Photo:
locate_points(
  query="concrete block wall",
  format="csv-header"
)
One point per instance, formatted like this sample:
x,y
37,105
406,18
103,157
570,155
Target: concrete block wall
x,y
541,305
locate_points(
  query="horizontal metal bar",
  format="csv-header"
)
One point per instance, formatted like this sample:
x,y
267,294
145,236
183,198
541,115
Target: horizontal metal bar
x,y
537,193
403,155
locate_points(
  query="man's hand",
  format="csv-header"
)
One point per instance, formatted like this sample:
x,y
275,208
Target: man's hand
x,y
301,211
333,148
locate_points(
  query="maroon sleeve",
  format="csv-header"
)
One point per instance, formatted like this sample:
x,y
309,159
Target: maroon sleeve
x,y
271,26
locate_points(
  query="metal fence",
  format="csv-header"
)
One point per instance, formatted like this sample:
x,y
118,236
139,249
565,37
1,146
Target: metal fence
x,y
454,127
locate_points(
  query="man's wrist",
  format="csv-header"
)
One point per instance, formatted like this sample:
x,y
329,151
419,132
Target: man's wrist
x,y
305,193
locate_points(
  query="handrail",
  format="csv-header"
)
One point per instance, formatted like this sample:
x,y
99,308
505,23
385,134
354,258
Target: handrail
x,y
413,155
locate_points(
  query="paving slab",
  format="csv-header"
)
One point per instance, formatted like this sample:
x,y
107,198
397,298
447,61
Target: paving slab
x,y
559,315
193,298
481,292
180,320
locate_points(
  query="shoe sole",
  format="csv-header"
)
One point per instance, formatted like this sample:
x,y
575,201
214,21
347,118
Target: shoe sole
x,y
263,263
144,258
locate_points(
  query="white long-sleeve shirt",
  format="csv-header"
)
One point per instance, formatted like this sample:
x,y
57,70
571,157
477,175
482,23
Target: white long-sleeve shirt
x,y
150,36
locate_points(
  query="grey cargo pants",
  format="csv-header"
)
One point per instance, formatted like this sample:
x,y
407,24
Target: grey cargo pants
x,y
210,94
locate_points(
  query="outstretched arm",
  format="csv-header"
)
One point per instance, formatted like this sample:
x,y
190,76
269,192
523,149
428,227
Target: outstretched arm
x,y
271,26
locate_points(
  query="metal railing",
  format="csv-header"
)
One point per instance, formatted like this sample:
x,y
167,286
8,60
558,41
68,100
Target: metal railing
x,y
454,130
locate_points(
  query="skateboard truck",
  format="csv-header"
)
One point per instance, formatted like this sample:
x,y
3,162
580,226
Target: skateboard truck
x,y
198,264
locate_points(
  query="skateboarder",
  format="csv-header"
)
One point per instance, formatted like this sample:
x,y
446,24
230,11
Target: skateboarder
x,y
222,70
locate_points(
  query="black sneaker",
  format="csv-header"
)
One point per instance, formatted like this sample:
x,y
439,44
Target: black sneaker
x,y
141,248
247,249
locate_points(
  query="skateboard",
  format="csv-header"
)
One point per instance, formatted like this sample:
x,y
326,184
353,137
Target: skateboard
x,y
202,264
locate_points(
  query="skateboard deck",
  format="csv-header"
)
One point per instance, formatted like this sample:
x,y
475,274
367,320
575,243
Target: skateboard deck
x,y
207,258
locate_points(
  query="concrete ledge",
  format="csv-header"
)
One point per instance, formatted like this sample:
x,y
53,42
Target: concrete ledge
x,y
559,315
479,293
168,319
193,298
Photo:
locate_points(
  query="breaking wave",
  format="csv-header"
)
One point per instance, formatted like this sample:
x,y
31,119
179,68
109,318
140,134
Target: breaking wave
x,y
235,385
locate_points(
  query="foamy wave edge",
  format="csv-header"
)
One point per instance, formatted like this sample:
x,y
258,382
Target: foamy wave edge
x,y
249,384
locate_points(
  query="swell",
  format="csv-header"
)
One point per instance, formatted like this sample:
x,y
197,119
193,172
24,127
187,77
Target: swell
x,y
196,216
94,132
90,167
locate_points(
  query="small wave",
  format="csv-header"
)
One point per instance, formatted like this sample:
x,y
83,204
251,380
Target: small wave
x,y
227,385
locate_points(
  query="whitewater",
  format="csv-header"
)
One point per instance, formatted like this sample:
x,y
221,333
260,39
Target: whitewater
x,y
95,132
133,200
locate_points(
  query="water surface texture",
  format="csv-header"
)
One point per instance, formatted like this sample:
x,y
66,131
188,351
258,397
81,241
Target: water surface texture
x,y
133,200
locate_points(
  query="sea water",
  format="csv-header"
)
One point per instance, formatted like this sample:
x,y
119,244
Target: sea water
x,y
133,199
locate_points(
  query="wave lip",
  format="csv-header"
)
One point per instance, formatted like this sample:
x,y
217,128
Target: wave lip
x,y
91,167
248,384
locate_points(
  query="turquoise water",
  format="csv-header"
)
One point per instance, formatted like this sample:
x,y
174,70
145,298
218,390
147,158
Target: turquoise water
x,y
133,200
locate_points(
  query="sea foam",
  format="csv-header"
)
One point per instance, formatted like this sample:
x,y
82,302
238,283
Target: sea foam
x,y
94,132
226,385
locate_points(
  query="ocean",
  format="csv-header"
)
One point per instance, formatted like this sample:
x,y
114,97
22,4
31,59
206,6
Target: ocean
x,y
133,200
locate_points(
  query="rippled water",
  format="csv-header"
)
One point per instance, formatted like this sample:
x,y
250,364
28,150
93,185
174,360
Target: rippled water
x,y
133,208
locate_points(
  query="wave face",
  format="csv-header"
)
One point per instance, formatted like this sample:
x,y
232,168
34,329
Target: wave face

==================================================

To do: Transcribe the full set of records without altering a single character.

Answer section:
Photo:
locate_points(
  query="concrete block wall",
  format="csv-header"
)
One point per instance, formatted like this sample:
x,y
37,105
406,18
103,157
570,155
Target: concrete block wall
x,y
541,305
locate_points(
  query="horizontal metal bar",
  format="csv-header"
)
One point per instance, formatted like this sample:
x,y
267,294
145,236
183,198
541,115
Target: horizontal metal bar
x,y
537,193
403,155
locate_points(
  query="man's hand",
  format="csv-header"
)
One point per instance, formatted like this sample:
x,y
275,208
Target: man's hand
x,y
301,211
333,148
locate_points(
  query="maroon sleeve",
  format="csv-header"
)
One point per instance, formatted like this sample:
x,y
309,159
Target: maroon sleeve
x,y
271,26
locate_points(
  query="metal fence",
  format="csv-header"
)
One point per instance, formatted like this sample:
x,y
118,236
139,249
565,37
1,146
Target: metal fence
x,y
454,127
locate_points(
  query="man's wrist",
  format="csv-header"
)
One point per instance, formatted like this sample:
x,y
329,151
419,132
Target: man's wrist
x,y
305,193
locate_points(
  query="handrail",
  format="csv-header"
)
One point per instance, formatted like this sample:
x,y
99,308
505,23
385,134
354,258
Target: handrail
x,y
413,155
locate_points(
  query="paving slab",
  format="csv-header"
)
One point per instance, formatted like this sample:
x,y
107,198
397,298
447,61
Target: paving slab
x,y
559,315
193,298
481,292
180,320
locate_points(
  query="shoe sole",
  format="csv-header"
)
One point per instance, formatted like this sample:
x,y
575,201
214,21
347,118
Target: shoe sole
x,y
263,263
144,258
locate_points(
  query="white long-sleeve shirt",
  format="csv-header"
)
One point per instance, formatted like this sample:
x,y
57,70
571,157
477,175
482,23
Target: white long-sleeve shirt
x,y
150,36
locate_points(
  query="grey cargo pants",
  format="csv-header"
)
One point per instance, formatted like this sample:
x,y
407,24
Target: grey cargo pants
x,y
210,94
locate_points(
  query="outstretched arm",
  format="csv-header"
)
One point per instance, formatted like this sample:
x,y
190,76
269,192
523,149
428,227
Target: outstretched arm
x,y
271,26
locate_points(
  query="metal railing",
  format="csv-header"
)
One point per instance, formatted like this sample:
x,y
167,286
8,60
558,41
68,100
Target: metal railing
x,y
454,130
locate_points(
  query="skateboard truck",
  format="csv-header"
)
One point per instance, formatted like this sample:
x,y
3,162
580,226
Target: skateboard truck
x,y
198,264
locate_points(
  query="skateboarder",
  format="csv-header"
)
One point per instance, formatted like this sample:
x,y
446,24
230,11
Target: skateboarder
x,y
222,70
locate_points(
  query="black sneaker",
  format="csv-header"
)
One point per instance, formatted like this sample:
x,y
439,44
Target: black sneaker
x,y
141,248
247,249
locate_points(
  query="skateboard",
  format="csv-header"
)
One point per instance, formatted like this sample:
x,y
326,184
353,137
Target: skateboard
x,y
202,264
locate_points(
  query="skateboard deck",
  format="csv-header"
)
One point per instance, formatted like this sample:
x,y
475,274
367,320
575,243
Target: skateboard deck
x,y
207,258
locate_points(
  query="concrete ledge",
  format="csv-header"
)
One point per instance, formatted like this sample:
x,y
53,42
Target: concrete ledge
x,y
559,315
479,293
168,319
193,298
Photo:
locate_points(
  query="breaking wave",
  format="csv-header"
)
One point per instance, formatted like this sample:
x,y
31,119
179,68
109,318
140,134
Target: breaking wave
x,y
235,385
locate_points(
  query="foamy wave edge",
  format="csv-header"
)
One point per instance, formatted like this sample:
x,y
258,382
Target: foamy wave edge
x,y
249,384
locate_points(
  query="swell",
  format="csv-header"
)
One point per instance, formatted like this sample:
x,y
197,119
193,172
24,127
187,77
Target: swell
x,y
196,216
94,132
90,167
locate_points(
  query="small wave",
  format="csv-header"
)
One point per instance, formatted like this sample:
x,y
83,204
251,380
Target: small wave
x,y
227,385
locate_points(
  query="whitewater",
  format="csv-header"
)
One point per instance, formatted like this sample:
x,y
221,333
260,39
Target: whitewater
x,y
95,132
133,200
locate_points(
  query="water surface texture",
  format="csv-header"
)
One point per instance, formatted like this sample:
x,y
66,131
188,351
258,397
81,241
Target: water surface texture
x,y
133,200
locate_points(
  query="sea water",
  format="csv-header"
)
One point per instance, formatted like this sample:
x,y
119,244
Target: sea water
x,y
133,199
locate_points(
  query="wave lip",
  format="csv-header"
)
One point per instance, formatted like this sample:
x,y
217,128
Target: wave lip
x,y
91,167
248,384
locate_points(
  query="turquoise water",
  format="csv-header"
)
One point per instance, formatted like this sample:
x,y
174,70
145,298
218,390
147,158
Target: turquoise water
x,y
133,200
locate_points(
  query="sea foam",
  format="csv-header"
)
One point per instance, formatted like this sample:
x,y
82,302
238,283
Target: sea foam
x,y
94,132
226,385
locate_points(
  query="ocean",
  format="csv-header"
)
One point per instance, formatted like this sample:
x,y
114,97
22,4
31,59
206,6
Target: ocean
x,y
133,200
locate_points(
  query="rippled water",
  format="csv-header"
)
One point per instance, formatted like this sample:
x,y
250,364
28,150
93,185
174,360
Target: rippled water
x,y
133,208
locate_points(
  query="wave face",
  format="csv-header"
)
One point per instance, formatted like this sample:
x,y
232,168
34,329
Target: wave face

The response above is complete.